Written exercise → Copy all of the records below word for word, leaving the pictures out of your answer.

* begin Record set *

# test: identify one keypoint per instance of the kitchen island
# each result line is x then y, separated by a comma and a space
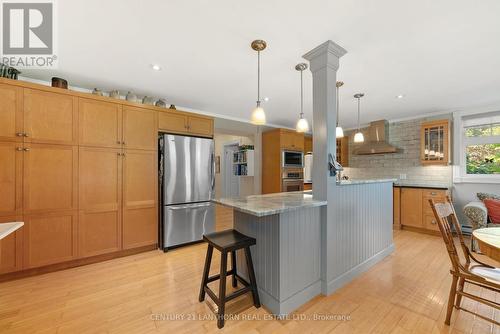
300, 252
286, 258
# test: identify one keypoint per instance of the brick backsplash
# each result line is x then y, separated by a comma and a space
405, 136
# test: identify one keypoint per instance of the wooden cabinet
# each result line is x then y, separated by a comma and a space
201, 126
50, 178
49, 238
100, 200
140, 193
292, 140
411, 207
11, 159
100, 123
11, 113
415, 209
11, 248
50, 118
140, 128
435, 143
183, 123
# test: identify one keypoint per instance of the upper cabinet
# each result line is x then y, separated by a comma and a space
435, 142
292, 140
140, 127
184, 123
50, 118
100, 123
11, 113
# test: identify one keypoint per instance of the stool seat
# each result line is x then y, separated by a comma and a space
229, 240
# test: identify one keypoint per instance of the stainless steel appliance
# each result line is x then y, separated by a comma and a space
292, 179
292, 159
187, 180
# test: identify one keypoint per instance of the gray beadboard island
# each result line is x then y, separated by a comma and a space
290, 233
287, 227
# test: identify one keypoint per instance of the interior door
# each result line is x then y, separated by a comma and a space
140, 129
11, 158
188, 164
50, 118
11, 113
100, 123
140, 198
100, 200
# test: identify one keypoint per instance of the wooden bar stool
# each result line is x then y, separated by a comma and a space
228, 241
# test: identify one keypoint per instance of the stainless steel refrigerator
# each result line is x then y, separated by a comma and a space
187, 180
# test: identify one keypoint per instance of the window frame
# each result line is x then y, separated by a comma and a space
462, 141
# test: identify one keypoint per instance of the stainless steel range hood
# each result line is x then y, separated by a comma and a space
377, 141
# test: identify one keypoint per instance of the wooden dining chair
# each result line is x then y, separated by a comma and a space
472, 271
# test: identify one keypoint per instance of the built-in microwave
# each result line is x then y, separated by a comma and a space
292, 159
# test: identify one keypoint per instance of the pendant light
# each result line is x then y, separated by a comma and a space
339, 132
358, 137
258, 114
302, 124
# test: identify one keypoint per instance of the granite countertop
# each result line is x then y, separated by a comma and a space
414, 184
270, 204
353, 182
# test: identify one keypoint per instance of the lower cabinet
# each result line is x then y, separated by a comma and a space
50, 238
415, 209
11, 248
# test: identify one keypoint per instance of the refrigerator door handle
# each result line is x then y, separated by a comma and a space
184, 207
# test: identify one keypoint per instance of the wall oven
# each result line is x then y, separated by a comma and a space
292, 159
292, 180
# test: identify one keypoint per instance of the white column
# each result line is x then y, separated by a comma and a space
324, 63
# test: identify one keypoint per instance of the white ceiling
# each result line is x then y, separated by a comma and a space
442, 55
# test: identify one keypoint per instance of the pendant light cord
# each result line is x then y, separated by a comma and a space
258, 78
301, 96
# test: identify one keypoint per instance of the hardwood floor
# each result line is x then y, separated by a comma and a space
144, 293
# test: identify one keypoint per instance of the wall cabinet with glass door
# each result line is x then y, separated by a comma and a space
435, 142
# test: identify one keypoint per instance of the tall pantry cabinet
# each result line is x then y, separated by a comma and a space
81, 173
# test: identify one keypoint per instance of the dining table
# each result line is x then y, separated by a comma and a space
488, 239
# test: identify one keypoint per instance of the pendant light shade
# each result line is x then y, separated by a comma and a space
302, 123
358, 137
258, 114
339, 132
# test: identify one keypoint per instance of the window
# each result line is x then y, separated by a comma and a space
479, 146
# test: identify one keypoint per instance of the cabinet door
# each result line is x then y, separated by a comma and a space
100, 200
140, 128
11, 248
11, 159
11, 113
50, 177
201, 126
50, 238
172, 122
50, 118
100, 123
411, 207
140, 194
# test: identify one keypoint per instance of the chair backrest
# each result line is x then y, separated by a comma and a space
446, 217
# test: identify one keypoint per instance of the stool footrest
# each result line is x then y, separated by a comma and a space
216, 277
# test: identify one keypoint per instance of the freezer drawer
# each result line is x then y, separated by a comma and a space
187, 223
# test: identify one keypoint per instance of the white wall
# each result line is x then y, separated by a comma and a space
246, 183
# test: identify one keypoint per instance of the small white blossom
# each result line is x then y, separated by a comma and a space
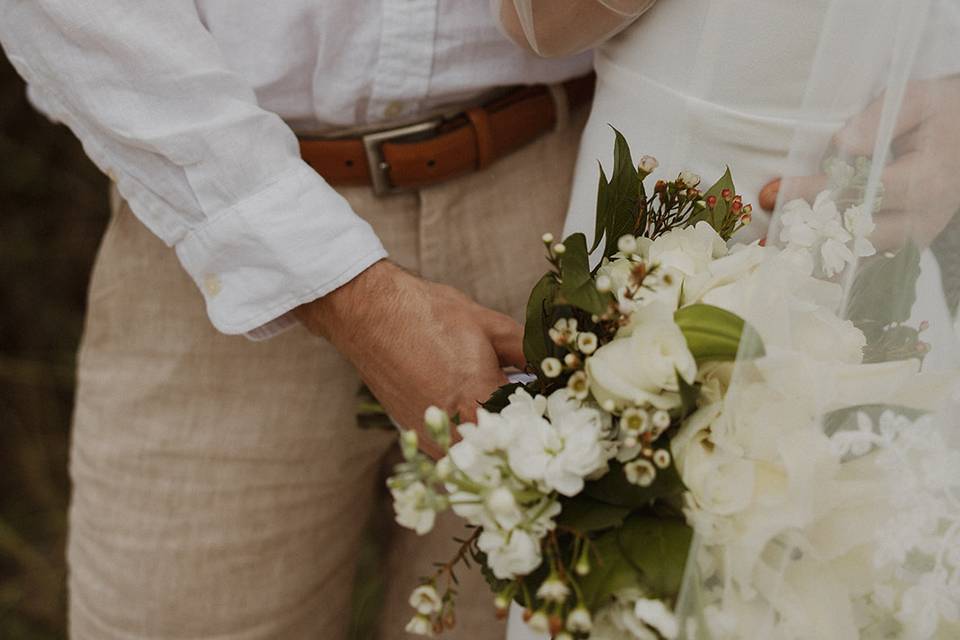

* end Record set *

Response to this exercise →
# test: identify one keypoint per instance of the kitchen island
# each result line is x then y, separated by a comma and a space
300, 252
286, 258
# test: identify one keypoint per instance of the brick backsplash
# each result line is x then y, separated by a comma and a space
405, 136
# test: identify one keypoint per instance of the wooden cabinet
# each result line is x then y, separated by a comma and a space
201, 126
50, 178
49, 238
100, 200
140, 193
292, 140
411, 207
11, 159
100, 123
11, 113
415, 209
11, 248
50, 118
140, 128
435, 143
183, 123
# test: identify one keypoint per instance of the upper cabinet
# each result line is x then y, separated by a comma and a space
435, 142
292, 140
140, 127
184, 123
50, 118
100, 123
11, 113
# test: identify one keypoint per instance of the stool seat
# each result line is x then y, separated by a comma and a space
229, 240
# test: identify one keypoint per instance of the stainless steel appliance
# each result line is x then y, separated by a comma and a space
292, 179
292, 159
187, 180
# test: identify one keypoint per instance of the gray beadboard island
# each result line is x then y, separated by a comma and a space
290, 233
287, 227
# test: identify one keypoint per instance of the interior door
# each result line is x then y, separated by a comma and a space
140, 129
11, 158
188, 164
50, 118
11, 113
100, 123
140, 198
100, 200
# test: identify one keypoint per instance of the wooden bar stool
# each result line is x then y, separated by a comma and a space
228, 241
# test: identify one keypoint per instance of the stainless steel refrigerator
# each result line is x then y, separated by a comma and a space
187, 180
# test: identify one keypoint per instance of the window frame
# each result line is x then y, separated by a comma and a space
462, 141
# test: identify one keypoint per instance of the stainless steel range hood
# each result line is x then y, separated by a comma and a space
377, 141
# test: identify one keypoint per instance of the wooden dining chair
# each result line is x then y, separated by a comma and a space
472, 271
# test: identify one keypoint per instance of the built-in microwave
# each result line is x then y, separated by a comma and a space
292, 159
# test: identify one keypoint per instance of the pendant light
# each result line is x then y, separated by a comma and a space
339, 132
358, 137
258, 114
302, 124
# test: identify one keypoint per instance of the granite countertop
# each result line is x then y, separated by a comma and a space
414, 184
270, 204
353, 182
# test: identify one keypoint per instance of the lower cabinet
# each result line is x then y, separated by a comma and a space
50, 238
415, 209
11, 248
# test: identify one keypoint per instance of the refrigerator door handle
# each result line is x then y, separated by a comma and a space
184, 207
# test: identify one keypoint per instance of the wall oven
# each result line is x then y, separated by a comma and a space
292, 159
292, 180
# test: identify one keypoint per instance of the white column
# each result line is x then y, separated by a comma and a space
324, 63
# test: identify one keypoint per instance of the white ceiling
# each result line is x then y, separated by a comma and a space
442, 55
# test: identify one keypoint per instance of the pendant light cord
# each result line is x then y, separated by a comma and a space
258, 78
301, 96
# test: identify one keypoint per instance of the hardwood floor
# each result line is x then y, separated by a comma and a space
144, 293
# test: identify one keypoint per instance of the wall cabinet with glass door
# each result line is x then y, separated by a comma and a space
435, 142
# test: identify one keypoint per instance of the tall pantry cabinet
# each result line is x then y, separated by a comma and a space
81, 173
# test: identify one keypoint per instance of the dining table
# each result line is x then y, separated by a comma and a space
488, 239
# test: identify one keypoint per instance of the pendant light shade
# each result line is x then y, separated by a comma and a space
302, 123
358, 137
258, 114
339, 132
# test: identify one keypoint per instance of the window
# each result line is x then y, separated by a comma and a space
479, 146
# test: identify one keypoint per instance of the cabinet door
# each result line is x then y, separated by a comma and a space
100, 200
140, 128
11, 248
11, 159
11, 113
50, 177
201, 126
50, 238
172, 122
50, 118
100, 123
411, 207
140, 194
# test: identify one keypoint per instance of the chair backrest
# each result line is x then y, separated by a comma and a space
446, 217
# test: identify one keypoint per instance of the stool footrest
# each result line is x then y, separated by a comma and a space
216, 277
# test: identify one keypoint per instance of the freezer drawer
# each result line is x then y, separated by a comma and a space
187, 223
# test: identify one keypoint per instance of the white wall
# each result line is x then y, separated by a comma and a space
246, 183
# test: identify one keypoint per instance of the small white blossom
# each result line is x then y, separated by a comma and a space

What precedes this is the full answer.